◆ **DATA ROWS**:
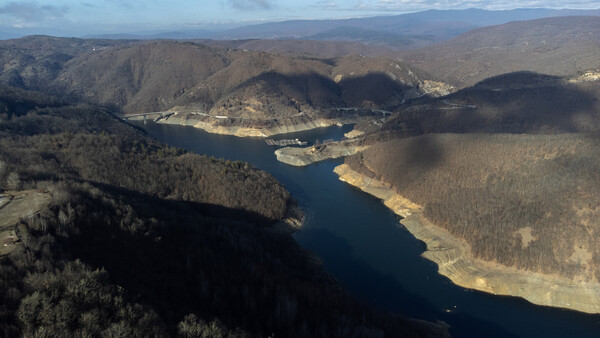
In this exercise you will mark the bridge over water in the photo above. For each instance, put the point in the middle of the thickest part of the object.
(156, 116)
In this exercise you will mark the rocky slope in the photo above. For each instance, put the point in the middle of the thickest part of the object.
(255, 90)
(559, 46)
(456, 261)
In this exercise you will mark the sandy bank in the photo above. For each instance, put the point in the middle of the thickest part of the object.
(454, 259)
(304, 156)
(257, 128)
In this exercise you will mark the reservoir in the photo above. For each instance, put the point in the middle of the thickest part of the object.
(363, 246)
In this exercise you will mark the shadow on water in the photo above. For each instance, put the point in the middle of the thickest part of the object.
(361, 244)
(376, 288)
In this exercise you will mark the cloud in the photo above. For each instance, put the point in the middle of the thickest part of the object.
(399, 5)
(250, 4)
(31, 11)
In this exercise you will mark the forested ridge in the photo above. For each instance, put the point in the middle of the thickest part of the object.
(142, 239)
(528, 201)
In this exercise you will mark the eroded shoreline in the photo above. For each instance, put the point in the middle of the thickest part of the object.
(254, 129)
(455, 261)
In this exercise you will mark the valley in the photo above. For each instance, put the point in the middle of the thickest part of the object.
(478, 130)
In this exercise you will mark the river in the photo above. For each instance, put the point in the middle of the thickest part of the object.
(362, 244)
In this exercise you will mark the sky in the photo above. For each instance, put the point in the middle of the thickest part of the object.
(82, 17)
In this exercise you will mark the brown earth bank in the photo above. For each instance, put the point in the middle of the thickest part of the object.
(256, 127)
(522, 210)
(141, 239)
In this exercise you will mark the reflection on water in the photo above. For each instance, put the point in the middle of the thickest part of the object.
(362, 245)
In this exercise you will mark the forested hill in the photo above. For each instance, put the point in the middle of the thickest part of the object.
(560, 46)
(138, 239)
(146, 76)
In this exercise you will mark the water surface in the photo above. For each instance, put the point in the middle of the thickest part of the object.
(362, 244)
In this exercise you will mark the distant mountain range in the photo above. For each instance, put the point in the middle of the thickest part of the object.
(406, 31)
(556, 46)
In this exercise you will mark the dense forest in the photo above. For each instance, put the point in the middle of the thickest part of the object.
(529, 201)
(145, 240)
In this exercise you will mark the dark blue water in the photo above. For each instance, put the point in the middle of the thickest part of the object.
(363, 246)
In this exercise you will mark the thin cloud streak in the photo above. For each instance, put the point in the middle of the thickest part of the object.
(30, 11)
(250, 4)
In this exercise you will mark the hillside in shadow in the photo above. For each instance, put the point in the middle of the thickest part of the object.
(522, 102)
(559, 46)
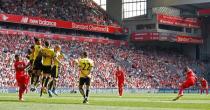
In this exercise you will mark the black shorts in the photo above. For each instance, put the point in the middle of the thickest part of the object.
(84, 80)
(37, 64)
(46, 69)
(55, 71)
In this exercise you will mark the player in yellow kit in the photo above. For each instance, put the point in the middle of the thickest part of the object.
(37, 63)
(47, 61)
(55, 70)
(85, 67)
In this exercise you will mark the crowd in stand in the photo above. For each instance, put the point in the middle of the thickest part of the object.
(145, 68)
(83, 11)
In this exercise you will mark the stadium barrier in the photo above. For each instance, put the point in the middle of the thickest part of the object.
(107, 90)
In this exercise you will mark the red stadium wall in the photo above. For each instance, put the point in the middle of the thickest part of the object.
(59, 24)
(64, 37)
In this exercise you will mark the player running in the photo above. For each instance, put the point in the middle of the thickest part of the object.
(190, 81)
(204, 86)
(120, 76)
(55, 70)
(21, 78)
(37, 64)
(85, 65)
(47, 60)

◆ **YOUR INSTRUCTIONS**: Starting at the line that contains "In this exercise you will mark the dark", retype each line through the final one in the listing, with both ends kept and the pictures omitted.

◆ **THE RESPONSE**:
In this exercise you will mark the dark blue water in the photo above. For each instance, put the point in the middle of the thickest part of the object.
(363, 246)
In this exercise you will mark the thin cloud streak in the photo above. For each instance, put the point in the middle of the thickest part of the object.
(30, 11)
(250, 4)
In this exercise you will mark the hillside in shadow in the photo above. For each instance, put the point in the middle of the thickest part of the object.
(522, 102)
(559, 46)
In this exercise you will mark the black shorts in the photo above. For each instance, put the point in the middle of the thickest part of the object.
(84, 80)
(37, 64)
(46, 69)
(55, 71)
In this exercise you will mark the player in yellow kit in the photo above. For each instance, put the point in the middle of the thickest part of the object.
(37, 63)
(47, 61)
(55, 70)
(85, 67)
In this exercise you will mark the crowd in stand in the photo above. For each instance, put the point in the middle of the thickest part of the object.
(145, 68)
(83, 11)
In this exercise you will mark the stadium barrier in the photo above. For each instance, put the point in the middle of the thickest part of the object.
(107, 90)
In this exercise you will mark the red stadium wall in the photo above. For each instance, put the point in the middle of the thickest part of the object.
(59, 24)
(64, 37)
In this exercise you will mark the player running in the photo above. For each instance, put the point in the middle of the thickest part of the object.
(190, 81)
(204, 86)
(120, 76)
(55, 70)
(21, 78)
(37, 64)
(85, 65)
(47, 60)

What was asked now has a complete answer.